▶ WHAT YOU NEED TO DO:
(1) In the email about serendipitous interoperability, how many pages does the writer think the proposed use case write-up would take?
(2) Carry on writing the email about serendipitous interoperability, starting right after its last sentence.

Serendipitous Interoperability

I wrote the following to Jim Hendler and Ora Lassila.

Jim requested that I post it here.

Thank you for your attention,

Jim Farrugia


---------- Forwarded message ----------
Date: Fri, 14 Dec 2001 10:42:56 -0500 (EST)
From: Jim Farrugia <jim@spatial.maine.edu>
To: Ora Lassila <daml@lassila.org>, hendler@cs.umd.edu
Cc: Jim Farrugia <jim@spatial.maine.edu>
Subject: Re: Serendipitous Interoperability

Ora and Jim,

I just read Ora's posting to webont
http://lists.w3.org/Archives/Public/www-webont-wg/2001Dec/0121.html
and I have some comments.

If you think I should post these to the rdf-logic list, let me know.

I think Ora hit the nail on the head when he said many simple examples
can be solved by other (non-Semantic-Web) means. If the WOL is to take
hold, I think as much effort needs to go into documenting the "why" of the
language as goes into developing the language itself. Specifically,

 * several uses cases that demonstrate in detail why a WOL is needed
   to solve them.  These use cases may be different from the use cases 
   being presented now, or there may be some overlap. But the difference 
   in _intent_ would be that while the use cases now are presented as "here 
   is what I would like a WOL to allow me to be able to do," the use cases 
   I am suggesting would say something more like "here is an example of 
   why a WOL is needed to solve a particular problem."  Also, such use cases 
   would be small packaged examples written to an audience of language 
   users, not language developers. Specifically, the following structure 
   seems useful to me. 

   Start with a description of a general use case.  Give several specific 
   issues/problems that this use case treats.  Explain which of these 
   specific problems can be solved w/o the WOL and why/how.  Explain which 
   of the specific problems can't be addressed without a WOL and why 
   not.  I think this latter piece is the most critical part.  Then show 
   how certain constructs or features of the WOL solves those specific 
   problems.  I think that all this could be written up in 2-5 pages.

▶ GIVEN MATERIAL:
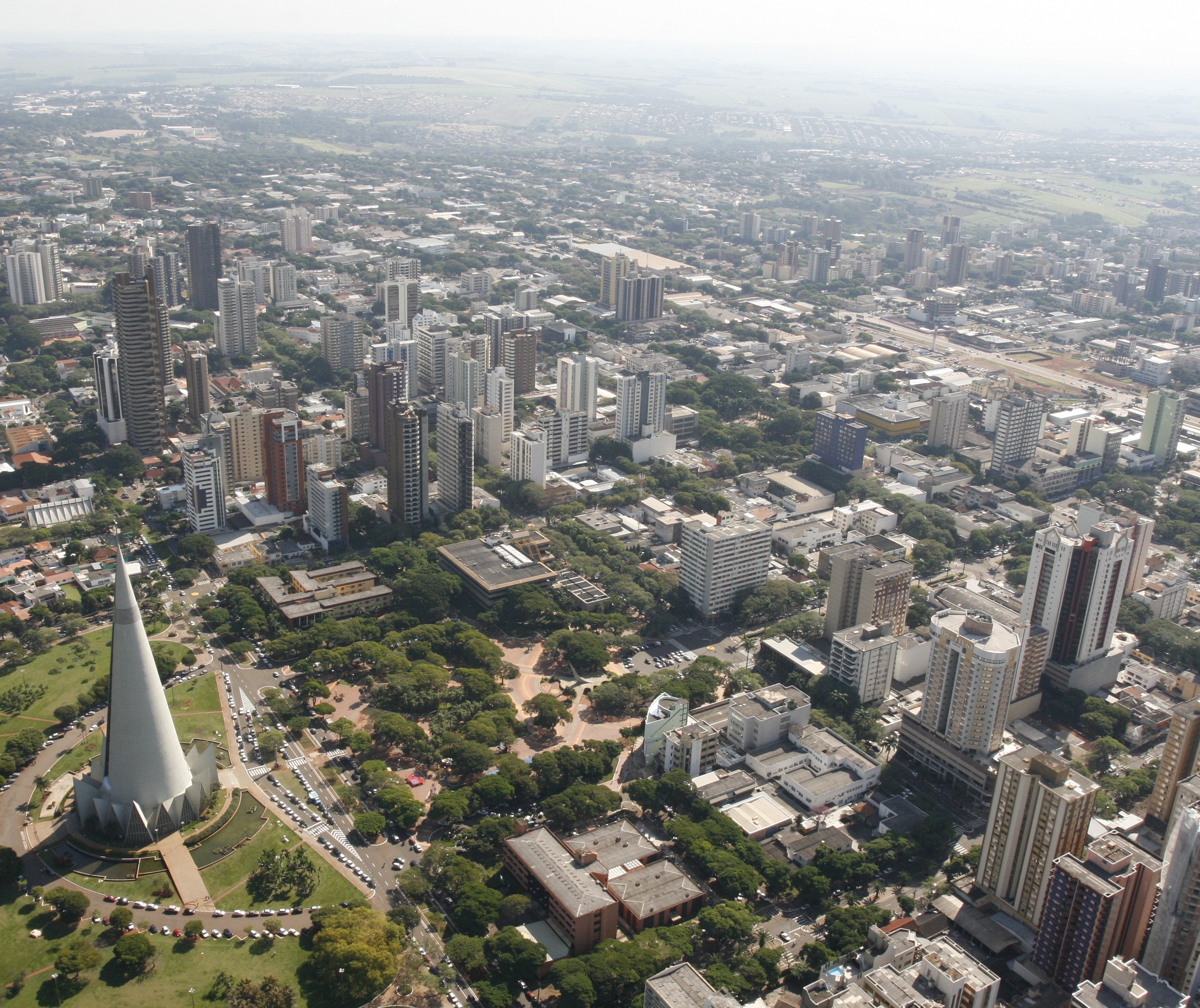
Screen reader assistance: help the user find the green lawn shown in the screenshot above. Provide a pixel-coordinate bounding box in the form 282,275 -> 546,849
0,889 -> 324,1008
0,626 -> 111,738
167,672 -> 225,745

▶ FINAL ANSWERS:
(1) Two to five pages.

(2)
   And I think the webont group would want to have, say, at least a dozen 
   such cogently argued cases.
   
   Do you think any part of the webont group should/will take on these
   responsibilities? It seems that the language developers must have
   already internalized many of the reasons why a WOL is  needed. If 
   they, or another subgroup (publicity???:-) could be charged with writing 
   short pieces specifically addressed to potential users of the 
   language, it seems it would help with the adoption of the WOL.  

   I think what I am suggesting represents a concrete way of addressing
   the problem that Oro mentioned (about simple examples ...).

   What do you think?


I also have a set of comments about how the webont group suggests
that the language might be used - in the sense of how will 
documents/resources get tagged with WOL?  What kinds of tools are needed,
and how are they different from existing editors?  How can semantic
issues of WOL be addressed in an editor?  I'll leave my detailed comments
for a subsequent email.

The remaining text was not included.